*** Block opens ***

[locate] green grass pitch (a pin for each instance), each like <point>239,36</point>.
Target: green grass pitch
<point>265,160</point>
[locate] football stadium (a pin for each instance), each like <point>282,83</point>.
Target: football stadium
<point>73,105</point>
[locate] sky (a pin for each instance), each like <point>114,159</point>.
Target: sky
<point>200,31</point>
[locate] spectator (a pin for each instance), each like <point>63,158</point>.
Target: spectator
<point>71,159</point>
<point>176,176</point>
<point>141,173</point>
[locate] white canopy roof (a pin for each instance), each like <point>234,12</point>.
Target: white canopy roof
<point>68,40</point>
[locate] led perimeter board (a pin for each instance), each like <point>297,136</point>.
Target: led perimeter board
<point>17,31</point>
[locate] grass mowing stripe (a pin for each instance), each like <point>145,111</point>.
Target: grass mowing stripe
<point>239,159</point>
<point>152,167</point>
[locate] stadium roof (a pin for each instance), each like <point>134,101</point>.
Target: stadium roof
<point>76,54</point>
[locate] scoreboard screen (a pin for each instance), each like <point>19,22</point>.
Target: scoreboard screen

*** Block closes ***

## EXERCISE DESCRIPTION
Looking at the entries above, state how many lines contain "screen"; give the number alone.

## SOLUTION TO THIS TASK
2